▶ _Set problem_: Your task is to print all of the material verbatim.

(Recorded data)

☆ ☆ ☆ ☆ ☆

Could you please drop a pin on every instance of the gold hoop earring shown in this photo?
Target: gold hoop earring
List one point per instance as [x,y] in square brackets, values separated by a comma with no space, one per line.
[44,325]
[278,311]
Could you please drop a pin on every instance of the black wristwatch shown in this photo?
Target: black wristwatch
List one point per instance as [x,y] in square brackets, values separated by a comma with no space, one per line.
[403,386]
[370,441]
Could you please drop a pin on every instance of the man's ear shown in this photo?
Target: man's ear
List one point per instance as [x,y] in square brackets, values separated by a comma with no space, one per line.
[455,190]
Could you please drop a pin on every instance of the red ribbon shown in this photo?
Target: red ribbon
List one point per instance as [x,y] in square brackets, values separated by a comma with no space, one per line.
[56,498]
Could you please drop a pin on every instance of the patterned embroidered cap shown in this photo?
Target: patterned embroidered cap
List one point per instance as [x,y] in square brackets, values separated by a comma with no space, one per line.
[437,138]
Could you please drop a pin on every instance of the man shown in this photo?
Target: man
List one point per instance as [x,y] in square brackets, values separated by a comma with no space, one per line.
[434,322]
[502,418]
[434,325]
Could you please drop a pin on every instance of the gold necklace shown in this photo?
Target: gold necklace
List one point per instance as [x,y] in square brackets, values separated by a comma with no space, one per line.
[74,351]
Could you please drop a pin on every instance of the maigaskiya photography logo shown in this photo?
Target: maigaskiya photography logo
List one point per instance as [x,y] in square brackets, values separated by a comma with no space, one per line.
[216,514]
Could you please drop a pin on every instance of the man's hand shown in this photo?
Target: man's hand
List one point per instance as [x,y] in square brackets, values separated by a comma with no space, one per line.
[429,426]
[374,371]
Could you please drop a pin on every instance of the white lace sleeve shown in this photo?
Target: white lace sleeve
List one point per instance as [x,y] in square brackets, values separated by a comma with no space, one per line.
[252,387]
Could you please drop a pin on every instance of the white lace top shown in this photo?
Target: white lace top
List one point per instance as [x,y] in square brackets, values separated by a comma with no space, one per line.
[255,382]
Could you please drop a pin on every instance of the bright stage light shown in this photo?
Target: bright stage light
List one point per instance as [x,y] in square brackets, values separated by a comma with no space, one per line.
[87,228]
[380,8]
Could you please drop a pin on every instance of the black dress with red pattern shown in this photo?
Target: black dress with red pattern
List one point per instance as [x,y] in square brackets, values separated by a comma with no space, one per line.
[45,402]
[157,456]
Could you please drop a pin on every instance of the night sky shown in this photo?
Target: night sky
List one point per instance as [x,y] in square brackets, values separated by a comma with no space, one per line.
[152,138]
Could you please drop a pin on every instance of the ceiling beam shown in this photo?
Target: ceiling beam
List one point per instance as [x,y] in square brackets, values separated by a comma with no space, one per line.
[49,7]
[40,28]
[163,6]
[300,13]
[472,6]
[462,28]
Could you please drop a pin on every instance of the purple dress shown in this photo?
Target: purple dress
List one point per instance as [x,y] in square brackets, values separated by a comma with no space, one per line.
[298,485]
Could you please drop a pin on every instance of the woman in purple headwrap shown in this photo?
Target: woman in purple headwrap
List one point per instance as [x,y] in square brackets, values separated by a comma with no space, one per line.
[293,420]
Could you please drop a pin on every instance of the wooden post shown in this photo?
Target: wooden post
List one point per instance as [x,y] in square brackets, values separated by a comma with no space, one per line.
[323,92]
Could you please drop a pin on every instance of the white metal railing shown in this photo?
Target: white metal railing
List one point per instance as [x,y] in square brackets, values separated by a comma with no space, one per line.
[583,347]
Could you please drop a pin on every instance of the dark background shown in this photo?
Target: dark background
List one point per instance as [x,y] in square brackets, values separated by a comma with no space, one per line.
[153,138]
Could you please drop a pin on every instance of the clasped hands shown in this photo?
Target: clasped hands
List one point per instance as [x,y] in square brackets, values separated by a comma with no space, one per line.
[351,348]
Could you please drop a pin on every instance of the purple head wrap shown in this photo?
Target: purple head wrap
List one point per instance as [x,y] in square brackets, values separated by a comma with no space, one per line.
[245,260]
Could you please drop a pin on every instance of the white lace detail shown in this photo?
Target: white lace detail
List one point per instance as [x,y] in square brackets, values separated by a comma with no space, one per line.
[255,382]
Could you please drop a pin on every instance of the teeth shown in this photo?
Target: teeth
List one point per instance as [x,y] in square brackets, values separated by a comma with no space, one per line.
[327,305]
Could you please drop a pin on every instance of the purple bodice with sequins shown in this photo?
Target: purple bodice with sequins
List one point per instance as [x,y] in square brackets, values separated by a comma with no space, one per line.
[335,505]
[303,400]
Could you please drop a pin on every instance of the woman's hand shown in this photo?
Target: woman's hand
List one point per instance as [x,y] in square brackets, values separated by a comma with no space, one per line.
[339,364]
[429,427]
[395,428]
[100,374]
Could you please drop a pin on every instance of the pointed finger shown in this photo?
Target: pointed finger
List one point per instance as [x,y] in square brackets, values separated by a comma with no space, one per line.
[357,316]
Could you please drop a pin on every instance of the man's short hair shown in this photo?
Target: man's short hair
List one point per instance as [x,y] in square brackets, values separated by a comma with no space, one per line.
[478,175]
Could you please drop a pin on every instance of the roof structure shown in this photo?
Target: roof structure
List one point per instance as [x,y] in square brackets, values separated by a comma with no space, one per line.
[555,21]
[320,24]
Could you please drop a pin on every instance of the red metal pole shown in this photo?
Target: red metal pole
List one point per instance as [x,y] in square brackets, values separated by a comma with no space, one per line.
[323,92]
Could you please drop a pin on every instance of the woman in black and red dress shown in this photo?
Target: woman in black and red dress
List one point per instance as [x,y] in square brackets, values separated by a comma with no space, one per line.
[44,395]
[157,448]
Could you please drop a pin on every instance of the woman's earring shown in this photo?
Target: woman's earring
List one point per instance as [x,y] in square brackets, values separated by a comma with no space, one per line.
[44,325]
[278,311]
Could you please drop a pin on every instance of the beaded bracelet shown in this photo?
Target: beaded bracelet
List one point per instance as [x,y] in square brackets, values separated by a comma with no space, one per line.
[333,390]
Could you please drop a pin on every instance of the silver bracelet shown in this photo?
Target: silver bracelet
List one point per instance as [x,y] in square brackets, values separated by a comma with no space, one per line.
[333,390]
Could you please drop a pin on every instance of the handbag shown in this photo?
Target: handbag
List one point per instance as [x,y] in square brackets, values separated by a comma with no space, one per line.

☆ ☆ ☆ ☆ ☆

▶ _Solution to this task_:
Could you please drop a pin on every instance of the gold hoop earring shown in this photo?
Target: gold hoop earring
List one point per instance as [x,y] in square brackets, values separated by a comma with no space, one per line.
[44,325]
[278,311]
Could you please drop a pin on every instance of the black wristwatch shown in this photo?
Target: black wristwatch
List one point per instance as [x,y] in square brackets, values separated by a comma with no space, one per line.
[403,386]
[370,441]
Could you please drop a pin on every instance of the man's ear shown in this photo?
Target: man's ear
List one point per instance as [x,y] in square brackets, values separated by a comma with no space, one per line.
[455,190]
Could you please drop a pin on every instance of the red ribbon shown in this photo?
Target: red ribbon
List one point per instance as [x,y] in square brackets, values separated by a comma with no space, one per line.
[56,498]
Could you please drop a pin on every instance of the patterned embroidered cap shown in this photo?
Target: patterned embroidered cap
List one point per instance as [x,y] in square brackets, values separated by a comma with no space, one per line.
[437,138]
Could you please drop a pin on every instance of the man shown in this photo?
Target: man
List one point per instance as [x,y] in square brackets, values separated by a comma with no space, one per line.
[434,322]
[502,418]
[434,325]
Could you please drop a pin on every instance of the gold necklace shown in this photo?
Target: gold necklace
List one point per instance as [x,y] in square brackets, values separated by a comma with no space, one per line.
[74,351]
Could you please drop a pin on every instance of the maigaskiya photography logo shown in this photo?
Target: maigaskiya photography logo
List one point per instance as [x,y] in square brackets, values separated by a comma with no space, one per line.
[216,514]
Could you please drop a pin on every instance of the man's hand shown in this photo?
Target: man's hand
List one point per instance as [x,y] in square brackets, values separated by a comma with no space, one per line.
[429,426]
[374,371]
Could you please drop a pin on every instance of the white lace sleeve shown in this photo?
Target: white lace sleeve
List one point per instance as [x,y] in square brackets, values separated by a comma with no space, one per line.
[252,387]
Could you please drop a pin on every instance of the white lace top shown in this photo?
Target: white lace top
List one point per instance as [x,y] in square brackets, values separated by a comma with no space, one per line.
[255,382]
Could you please drop a pin on every instance of the bright stage light shown in this photo?
Target: bright stage light
List one point per instance as [x,y] in square brackets, values separated by a comma with no space, one per line.
[87,228]
[380,8]
Could you please drop a pin on every instance of the black dress with red pattern shown in this photo?
Target: black dress with red pattern
List one point per instance as [x,y] in square brackets, values separated by a comma with no space, one per line.
[45,402]
[157,456]
Could you please drop a pin on every instance of the night sky shown in this photo?
Target: night sky
List one point per instance as [x,y] in square brackets, values separated by a comma with no space, one per line.
[152,138]
Could you please drop a pin on every instance of the ceiling beam shown in this photo?
Target: ceiling beam
List one point per instance as [x,y] in square brackets, values separated by a comma with no space, one per line.
[49,7]
[40,28]
[163,6]
[300,13]
[472,6]
[462,28]
Could you please drop a pin on every instance of the purple dress shown in this photo?
Target: purple dress
List one point per instance as [x,y] in square brackets, values separated by a comma with no space, one per line.
[298,485]
Could you please drop a pin on every instance of the woman in purple headwrap shown in this photo?
Target: woman in purple headwrap
List one point per instance as [x,y] in square brackets, values separated by a comma with no space, one per line.
[293,420]
Could you please drop a pin on every instance of the wooden post shown in this photo?
Target: wooden post
List one point per instance as [x,y] in square brackets, values separated by a comma with no space, one per line.
[323,92]
Could you please drop a pin on every instance of the white metal railing shown in this photo?
Target: white metal railing
List one point per instance as [x,y] in square brackets, values separated by a comma with no space, one per line.
[583,347]
Could you please drop a pin on every instance of the dark background shown in this photo?
Target: dark background
List one point per instance as [x,y] in square brackets, values separated by a comma with no space, one per line.
[153,138]
Could you please drop a pin on every instance of the clasped hands shown in this photo?
Target: clasped hands
List one point per instance as [x,y] in square brackets, values separated by a comma with no space, one per line.
[351,348]
Could you please drop a pin on every instance of the purple head wrap shown in this photo?
Target: purple head wrap
List one point per instance as [x,y] in square brackets, values separated by a comma with no space, one per line.
[245,260]
Could you please drop a pin on every instance of the white lace detail shown in this photo?
Target: white lace detail
List one point per instance as [x,y] in square brackets, values separated by a comma with no space, one per line.
[255,382]
Could you please drop a pin on every instance of the teeth shown in this photo?
Target: teeth
List one point per instance as [x,y] in square brackets, values separated by a comma with no space, one per line.
[327,305]
Could you please drop a pin on every instance of the purple bodice with sequins shown in this photo?
Target: purple bodice with sequins
List one point per instance as [x,y] in square brackets, values separated by a comma with no space, one per line.
[335,505]
[303,400]
Could you please drop a pin on every instance of the woman's hand shown in this photo?
Target: woman's hand
List one point per instance as [x,y] in square brackets, values separated by a comma with no space, one per line.
[339,364]
[429,427]
[395,428]
[100,374]
Could you please drop a pin on every instance of the pointed finger shown in this photo?
Target: pointed finger
List one point per instance as [x,y] in square brackets, values separated by a comma with no space, one per line.
[357,316]
Could you please drop a pin on every instance of the man's short hair shown in this photo?
Target: man's short hair
List one point per instance as [x,y] in square brackets, values separated by a comma with no space, one per line.
[478,175]
Could you please drop a pin on every instance of the roof structure shown in this photo?
Target: roof structure
List one point per instance as [x,y] in square brackets, values separated by a comma with no space, one per line.
[555,21]
[320,24]
Could you please drop a pin on every instance of the red metal pole shown in this photo?
Target: red metal pole
List one point per instance as [x,y] in square brackets, values separated by a comma with no space, one per line.
[323,92]
Could you please drop a pin on every instance of the woman in black and red dress shown in this photo?
Target: woman in black and red dress
List one point per instance as [x,y] in square brackets, values separated by a comma with no space, one per line.
[44,395]
[157,448]
Could you please drop a pin on every instance of the woman's earring shown in this photo?
Target: woman's earring
List one point per instance as [x,y] in square brackets, values separated by a comma with no space, one per line.
[44,325]
[278,311]
Could you please drop a pin on every instance of the beaded bracelet shown in this photo?
Target: beaded bracelet
List one point per instance as [x,y] in square brackets, values separated by a comma with no space, one per line.
[333,390]
Could you please drop a pin on every instance of the silver bracelet shown in this photo?
Target: silver bracelet
List one point per instance as [x,y] in square brackets, values separated by a comma with no space, one per line.
[333,390]
Could you please drop a pin on every instance of the handbag shown in this photo?
Target: handbag
List one point per instance as [x,y] in square brackets, values separated by a comma with no space, one per line.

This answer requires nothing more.